Task inputs start

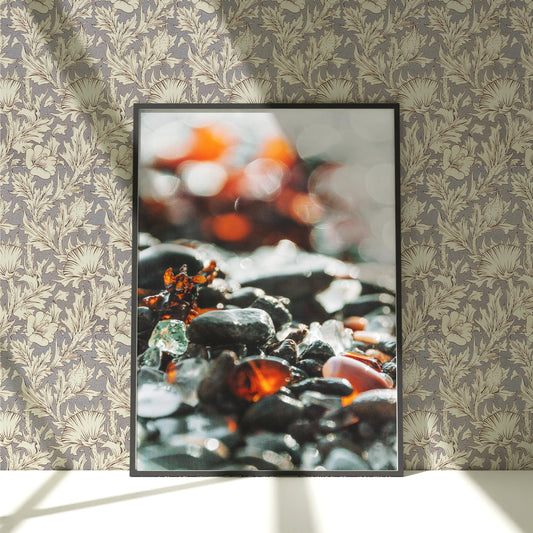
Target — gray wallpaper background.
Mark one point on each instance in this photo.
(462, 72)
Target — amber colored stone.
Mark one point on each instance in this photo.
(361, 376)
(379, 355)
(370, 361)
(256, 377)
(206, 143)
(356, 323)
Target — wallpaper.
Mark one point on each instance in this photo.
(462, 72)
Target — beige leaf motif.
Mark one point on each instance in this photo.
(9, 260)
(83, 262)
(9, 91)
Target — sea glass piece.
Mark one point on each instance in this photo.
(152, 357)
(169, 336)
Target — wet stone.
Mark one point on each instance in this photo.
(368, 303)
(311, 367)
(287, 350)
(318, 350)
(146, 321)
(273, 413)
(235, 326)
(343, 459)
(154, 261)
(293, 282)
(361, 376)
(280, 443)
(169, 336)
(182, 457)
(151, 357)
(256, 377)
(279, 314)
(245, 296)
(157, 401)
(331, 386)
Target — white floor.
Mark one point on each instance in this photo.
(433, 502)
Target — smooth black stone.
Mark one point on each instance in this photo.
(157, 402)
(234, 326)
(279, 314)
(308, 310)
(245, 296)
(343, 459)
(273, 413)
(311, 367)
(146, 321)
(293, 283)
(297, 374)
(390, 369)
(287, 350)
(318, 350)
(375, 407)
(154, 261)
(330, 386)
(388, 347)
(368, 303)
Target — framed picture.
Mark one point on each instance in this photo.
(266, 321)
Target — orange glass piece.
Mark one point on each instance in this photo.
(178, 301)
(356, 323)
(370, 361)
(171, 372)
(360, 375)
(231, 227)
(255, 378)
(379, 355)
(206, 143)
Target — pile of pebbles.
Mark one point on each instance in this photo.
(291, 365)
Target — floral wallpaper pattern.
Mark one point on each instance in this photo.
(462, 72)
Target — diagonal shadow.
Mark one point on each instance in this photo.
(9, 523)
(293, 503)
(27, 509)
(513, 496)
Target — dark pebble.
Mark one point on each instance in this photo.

Task inputs end
Task inputs start

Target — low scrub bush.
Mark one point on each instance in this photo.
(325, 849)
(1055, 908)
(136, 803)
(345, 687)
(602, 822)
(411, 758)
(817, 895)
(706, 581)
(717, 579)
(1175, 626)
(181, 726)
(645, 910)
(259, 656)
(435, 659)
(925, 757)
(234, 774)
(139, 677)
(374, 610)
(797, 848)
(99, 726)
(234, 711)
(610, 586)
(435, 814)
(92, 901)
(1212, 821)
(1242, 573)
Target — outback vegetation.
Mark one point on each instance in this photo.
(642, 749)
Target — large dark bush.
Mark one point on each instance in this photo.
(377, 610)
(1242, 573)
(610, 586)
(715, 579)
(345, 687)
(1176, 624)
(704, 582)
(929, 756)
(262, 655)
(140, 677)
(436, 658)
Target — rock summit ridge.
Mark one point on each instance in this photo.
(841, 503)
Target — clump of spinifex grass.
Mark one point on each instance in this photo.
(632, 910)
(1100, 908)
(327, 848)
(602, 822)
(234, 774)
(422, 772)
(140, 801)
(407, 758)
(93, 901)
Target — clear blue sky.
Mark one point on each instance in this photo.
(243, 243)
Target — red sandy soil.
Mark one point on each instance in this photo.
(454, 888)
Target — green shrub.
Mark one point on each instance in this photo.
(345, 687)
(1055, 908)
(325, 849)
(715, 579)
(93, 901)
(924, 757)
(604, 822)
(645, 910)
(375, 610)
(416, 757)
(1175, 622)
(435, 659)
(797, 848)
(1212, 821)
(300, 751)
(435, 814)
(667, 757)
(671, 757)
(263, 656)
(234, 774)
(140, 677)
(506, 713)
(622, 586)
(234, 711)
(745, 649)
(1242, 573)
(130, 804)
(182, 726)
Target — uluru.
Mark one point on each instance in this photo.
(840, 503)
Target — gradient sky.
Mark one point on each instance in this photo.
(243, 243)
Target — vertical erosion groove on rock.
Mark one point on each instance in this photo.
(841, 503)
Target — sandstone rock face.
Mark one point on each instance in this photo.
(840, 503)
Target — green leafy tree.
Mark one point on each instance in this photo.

Task inputs end

:: What you should do ::
Show every line of the rows that contains the word "green".

:: Written response ::
Target — green shrub.
Target — green leafy tree.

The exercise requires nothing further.